Rows from a dataset:
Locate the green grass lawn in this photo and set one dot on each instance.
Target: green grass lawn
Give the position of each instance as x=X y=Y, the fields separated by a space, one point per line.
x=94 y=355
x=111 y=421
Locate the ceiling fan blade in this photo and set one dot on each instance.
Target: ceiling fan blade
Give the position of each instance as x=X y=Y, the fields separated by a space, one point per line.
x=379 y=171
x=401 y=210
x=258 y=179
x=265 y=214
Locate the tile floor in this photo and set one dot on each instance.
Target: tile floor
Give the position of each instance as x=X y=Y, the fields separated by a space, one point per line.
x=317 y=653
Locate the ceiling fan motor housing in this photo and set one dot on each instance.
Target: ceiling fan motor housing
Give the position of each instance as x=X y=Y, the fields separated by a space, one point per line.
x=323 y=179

* * *

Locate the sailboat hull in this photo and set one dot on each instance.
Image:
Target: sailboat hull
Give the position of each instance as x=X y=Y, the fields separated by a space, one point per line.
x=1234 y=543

Challenge:
Lay out the material from the line that contains "Locate the tile" through the line that contains "x=323 y=179" as a two-column CSV headed ask and response. Put each ask and its response on one row, each in its own quoted field, with line breaks replaced by spaces.

Result:
ask,response
"Locate the tile floor in this photo and set one dot on each instance. Target: tile floor Give the position of each instance as x=X y=Y, the fields separated by a space, one point per line.","x=317 y=653"
"Locate the ceiling fan motor housing in this photo and set one dot on each instance. Target: ceiling fan motor housing Give the position of each instance as x=X y=Y, the fields separated by a space, one point per line.","x=323 y=179"